### To do
Filter the listing below down to the lines with the word "instance" and copy those.

[Task inputs Boundary: Start]

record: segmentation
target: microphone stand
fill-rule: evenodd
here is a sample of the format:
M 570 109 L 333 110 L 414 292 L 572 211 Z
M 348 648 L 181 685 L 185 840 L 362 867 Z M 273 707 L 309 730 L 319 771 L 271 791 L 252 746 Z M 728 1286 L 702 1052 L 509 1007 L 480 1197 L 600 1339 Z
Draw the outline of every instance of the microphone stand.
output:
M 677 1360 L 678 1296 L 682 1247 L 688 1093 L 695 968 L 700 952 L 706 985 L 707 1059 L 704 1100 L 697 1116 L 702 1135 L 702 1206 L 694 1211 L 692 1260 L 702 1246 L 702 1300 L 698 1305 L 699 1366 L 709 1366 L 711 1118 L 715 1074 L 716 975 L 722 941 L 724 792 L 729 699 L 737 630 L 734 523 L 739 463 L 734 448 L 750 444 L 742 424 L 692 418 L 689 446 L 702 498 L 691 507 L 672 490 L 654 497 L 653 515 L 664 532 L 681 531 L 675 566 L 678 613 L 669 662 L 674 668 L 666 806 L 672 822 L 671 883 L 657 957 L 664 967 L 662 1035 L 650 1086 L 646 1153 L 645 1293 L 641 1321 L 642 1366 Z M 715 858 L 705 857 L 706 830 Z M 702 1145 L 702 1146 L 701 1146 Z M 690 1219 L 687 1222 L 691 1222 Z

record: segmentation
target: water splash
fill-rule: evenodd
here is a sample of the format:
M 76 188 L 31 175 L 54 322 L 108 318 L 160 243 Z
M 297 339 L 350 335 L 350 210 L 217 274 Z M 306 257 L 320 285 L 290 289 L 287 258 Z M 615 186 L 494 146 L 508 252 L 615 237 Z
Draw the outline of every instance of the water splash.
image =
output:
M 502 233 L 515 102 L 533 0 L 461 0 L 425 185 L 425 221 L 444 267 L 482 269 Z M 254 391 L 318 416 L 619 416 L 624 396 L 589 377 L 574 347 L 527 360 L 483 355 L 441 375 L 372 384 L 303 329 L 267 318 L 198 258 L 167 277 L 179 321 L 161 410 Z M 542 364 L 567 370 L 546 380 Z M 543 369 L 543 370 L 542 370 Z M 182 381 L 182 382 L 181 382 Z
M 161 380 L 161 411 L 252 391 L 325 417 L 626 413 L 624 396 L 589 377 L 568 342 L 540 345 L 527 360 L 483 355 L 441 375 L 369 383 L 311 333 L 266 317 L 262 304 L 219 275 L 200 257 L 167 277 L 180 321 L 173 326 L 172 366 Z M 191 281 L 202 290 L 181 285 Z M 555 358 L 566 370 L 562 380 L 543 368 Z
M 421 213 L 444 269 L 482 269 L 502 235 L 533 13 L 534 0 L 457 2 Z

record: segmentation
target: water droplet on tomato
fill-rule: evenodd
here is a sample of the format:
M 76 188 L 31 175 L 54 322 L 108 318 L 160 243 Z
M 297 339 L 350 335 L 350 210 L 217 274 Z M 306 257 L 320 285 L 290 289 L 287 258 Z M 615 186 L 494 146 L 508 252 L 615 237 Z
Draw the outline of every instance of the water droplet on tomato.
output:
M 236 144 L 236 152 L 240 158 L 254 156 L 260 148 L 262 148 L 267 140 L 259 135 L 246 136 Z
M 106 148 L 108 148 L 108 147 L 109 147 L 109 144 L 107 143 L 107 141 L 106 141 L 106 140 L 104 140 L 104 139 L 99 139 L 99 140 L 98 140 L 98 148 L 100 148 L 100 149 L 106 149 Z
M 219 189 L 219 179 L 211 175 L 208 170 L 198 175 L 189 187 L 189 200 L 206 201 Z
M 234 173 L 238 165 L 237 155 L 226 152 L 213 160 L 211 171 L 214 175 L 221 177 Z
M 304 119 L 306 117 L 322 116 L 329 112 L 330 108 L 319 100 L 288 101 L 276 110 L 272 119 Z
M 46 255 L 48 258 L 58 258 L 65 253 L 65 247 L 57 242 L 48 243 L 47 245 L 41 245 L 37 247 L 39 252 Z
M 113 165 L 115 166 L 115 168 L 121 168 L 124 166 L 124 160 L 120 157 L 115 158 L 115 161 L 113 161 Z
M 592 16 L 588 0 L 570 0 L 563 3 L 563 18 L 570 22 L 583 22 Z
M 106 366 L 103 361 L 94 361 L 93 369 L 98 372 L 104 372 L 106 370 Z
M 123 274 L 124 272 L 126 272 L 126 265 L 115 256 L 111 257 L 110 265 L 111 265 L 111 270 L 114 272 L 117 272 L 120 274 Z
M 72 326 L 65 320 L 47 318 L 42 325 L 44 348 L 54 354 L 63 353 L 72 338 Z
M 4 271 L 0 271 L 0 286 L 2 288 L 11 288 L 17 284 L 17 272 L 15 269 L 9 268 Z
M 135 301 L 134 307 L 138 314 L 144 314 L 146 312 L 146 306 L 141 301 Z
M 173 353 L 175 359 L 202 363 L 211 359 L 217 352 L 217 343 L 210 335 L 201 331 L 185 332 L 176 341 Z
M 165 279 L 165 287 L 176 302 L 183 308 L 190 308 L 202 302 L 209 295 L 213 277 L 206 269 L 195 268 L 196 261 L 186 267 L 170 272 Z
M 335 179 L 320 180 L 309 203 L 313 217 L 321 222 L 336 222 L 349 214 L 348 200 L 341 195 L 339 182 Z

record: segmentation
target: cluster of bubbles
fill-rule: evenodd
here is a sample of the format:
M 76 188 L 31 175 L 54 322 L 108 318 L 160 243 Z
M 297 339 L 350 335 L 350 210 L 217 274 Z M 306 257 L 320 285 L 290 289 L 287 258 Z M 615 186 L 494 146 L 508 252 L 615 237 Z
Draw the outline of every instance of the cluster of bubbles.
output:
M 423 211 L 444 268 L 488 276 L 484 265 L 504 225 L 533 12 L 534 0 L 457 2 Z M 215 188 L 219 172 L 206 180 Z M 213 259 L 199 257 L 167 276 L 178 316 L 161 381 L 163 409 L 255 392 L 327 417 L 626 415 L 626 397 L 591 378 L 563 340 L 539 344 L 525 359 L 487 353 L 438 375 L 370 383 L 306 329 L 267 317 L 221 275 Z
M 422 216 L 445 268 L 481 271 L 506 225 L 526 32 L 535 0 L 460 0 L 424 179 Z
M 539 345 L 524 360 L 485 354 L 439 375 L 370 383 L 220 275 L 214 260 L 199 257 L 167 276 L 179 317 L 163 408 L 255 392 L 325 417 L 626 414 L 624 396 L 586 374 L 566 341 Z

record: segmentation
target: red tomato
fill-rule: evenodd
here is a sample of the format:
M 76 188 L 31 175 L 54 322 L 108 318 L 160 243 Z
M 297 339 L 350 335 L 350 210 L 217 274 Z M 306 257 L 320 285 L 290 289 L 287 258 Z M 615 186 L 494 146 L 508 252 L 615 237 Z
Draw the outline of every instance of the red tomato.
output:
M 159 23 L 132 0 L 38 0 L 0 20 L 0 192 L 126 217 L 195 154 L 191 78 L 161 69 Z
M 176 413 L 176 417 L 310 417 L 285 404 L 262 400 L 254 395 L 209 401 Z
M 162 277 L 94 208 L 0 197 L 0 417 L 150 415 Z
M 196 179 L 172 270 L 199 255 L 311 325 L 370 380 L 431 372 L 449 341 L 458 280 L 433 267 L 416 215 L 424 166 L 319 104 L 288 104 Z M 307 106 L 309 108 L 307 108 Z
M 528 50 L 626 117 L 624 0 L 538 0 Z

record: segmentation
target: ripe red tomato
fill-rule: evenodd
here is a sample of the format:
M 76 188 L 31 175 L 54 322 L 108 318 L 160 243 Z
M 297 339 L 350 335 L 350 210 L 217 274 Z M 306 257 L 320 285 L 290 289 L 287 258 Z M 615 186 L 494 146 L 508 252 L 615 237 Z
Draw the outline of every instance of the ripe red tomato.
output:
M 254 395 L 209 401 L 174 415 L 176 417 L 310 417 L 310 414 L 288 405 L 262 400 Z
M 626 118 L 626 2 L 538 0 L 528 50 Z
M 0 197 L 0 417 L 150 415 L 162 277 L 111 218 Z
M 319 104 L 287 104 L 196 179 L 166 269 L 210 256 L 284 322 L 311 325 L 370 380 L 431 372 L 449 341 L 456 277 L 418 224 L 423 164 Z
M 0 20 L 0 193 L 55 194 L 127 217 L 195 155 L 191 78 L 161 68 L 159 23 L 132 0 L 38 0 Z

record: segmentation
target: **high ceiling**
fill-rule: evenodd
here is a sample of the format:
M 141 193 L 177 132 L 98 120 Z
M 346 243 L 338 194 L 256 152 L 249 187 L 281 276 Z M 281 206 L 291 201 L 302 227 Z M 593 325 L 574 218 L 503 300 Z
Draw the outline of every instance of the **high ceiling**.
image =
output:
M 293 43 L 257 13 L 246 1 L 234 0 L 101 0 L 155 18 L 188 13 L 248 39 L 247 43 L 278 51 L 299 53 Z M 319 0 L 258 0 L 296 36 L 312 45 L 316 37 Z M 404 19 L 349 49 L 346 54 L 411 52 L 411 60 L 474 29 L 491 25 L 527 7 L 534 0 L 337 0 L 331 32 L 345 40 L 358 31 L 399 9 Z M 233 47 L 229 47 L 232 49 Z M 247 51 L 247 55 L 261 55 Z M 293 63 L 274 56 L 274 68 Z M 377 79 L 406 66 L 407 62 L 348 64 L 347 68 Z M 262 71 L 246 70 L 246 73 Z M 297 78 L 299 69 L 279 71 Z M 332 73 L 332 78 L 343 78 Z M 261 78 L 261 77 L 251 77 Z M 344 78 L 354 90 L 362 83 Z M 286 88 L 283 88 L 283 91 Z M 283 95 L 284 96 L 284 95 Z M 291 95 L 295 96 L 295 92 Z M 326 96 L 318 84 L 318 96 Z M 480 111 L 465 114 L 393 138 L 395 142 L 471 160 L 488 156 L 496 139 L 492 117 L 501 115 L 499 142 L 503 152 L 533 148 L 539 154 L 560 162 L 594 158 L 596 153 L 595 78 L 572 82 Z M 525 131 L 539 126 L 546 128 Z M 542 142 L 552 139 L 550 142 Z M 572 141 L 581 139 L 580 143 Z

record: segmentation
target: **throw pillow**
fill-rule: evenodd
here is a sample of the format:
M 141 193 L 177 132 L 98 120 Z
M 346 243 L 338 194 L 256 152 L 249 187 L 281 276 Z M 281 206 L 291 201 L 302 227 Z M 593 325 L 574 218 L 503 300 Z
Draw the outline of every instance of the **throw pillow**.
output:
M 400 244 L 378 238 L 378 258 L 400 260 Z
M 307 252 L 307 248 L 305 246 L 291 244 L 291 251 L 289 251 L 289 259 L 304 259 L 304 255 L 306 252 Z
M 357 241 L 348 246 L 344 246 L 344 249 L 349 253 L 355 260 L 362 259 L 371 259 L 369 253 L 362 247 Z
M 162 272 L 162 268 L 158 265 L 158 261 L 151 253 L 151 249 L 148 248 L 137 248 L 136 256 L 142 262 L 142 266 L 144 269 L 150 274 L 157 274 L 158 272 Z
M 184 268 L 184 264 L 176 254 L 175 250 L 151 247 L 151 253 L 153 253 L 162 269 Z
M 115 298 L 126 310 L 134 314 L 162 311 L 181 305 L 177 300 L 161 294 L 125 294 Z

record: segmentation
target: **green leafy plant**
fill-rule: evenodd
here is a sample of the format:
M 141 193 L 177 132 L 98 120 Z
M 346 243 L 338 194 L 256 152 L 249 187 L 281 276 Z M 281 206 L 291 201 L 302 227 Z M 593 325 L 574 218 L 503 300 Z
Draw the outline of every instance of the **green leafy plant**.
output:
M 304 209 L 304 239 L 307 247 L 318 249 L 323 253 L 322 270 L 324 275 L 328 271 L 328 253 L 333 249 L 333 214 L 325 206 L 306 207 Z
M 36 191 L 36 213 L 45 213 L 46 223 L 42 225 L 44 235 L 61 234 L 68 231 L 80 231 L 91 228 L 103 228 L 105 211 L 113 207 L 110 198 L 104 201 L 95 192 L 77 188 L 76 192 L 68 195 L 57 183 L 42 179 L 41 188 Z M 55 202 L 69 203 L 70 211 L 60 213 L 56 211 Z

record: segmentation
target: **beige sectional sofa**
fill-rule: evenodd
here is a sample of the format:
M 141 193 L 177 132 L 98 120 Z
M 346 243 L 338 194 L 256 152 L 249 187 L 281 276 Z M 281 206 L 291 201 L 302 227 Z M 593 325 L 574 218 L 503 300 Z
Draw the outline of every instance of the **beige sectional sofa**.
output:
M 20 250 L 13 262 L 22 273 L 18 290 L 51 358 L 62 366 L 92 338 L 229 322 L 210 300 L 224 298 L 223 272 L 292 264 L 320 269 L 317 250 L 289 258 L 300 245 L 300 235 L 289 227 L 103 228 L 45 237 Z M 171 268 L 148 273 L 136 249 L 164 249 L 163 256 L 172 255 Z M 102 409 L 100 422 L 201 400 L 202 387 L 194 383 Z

[Task inputs Boundary: End]

### Task response
Draw the outline of every instance of the microphone stand.
Draw the outline of every instance of the water splash.
Draw the outline of every instance of the water droplet on tomato.
Draw the outline of every instance of the cluster of bubbles.
Draw the outline of every instance of the red tomato.
Draw the outline of every instance of the ripe red tomato.
Draw the outline of every instance of the **high ceiling**.
Draw the outline of every instance of the **throw pillow**.
Draw the outline of every instance of the **green leafy plant**.
Draw the outline of every instance of the **beige sectional sofa**.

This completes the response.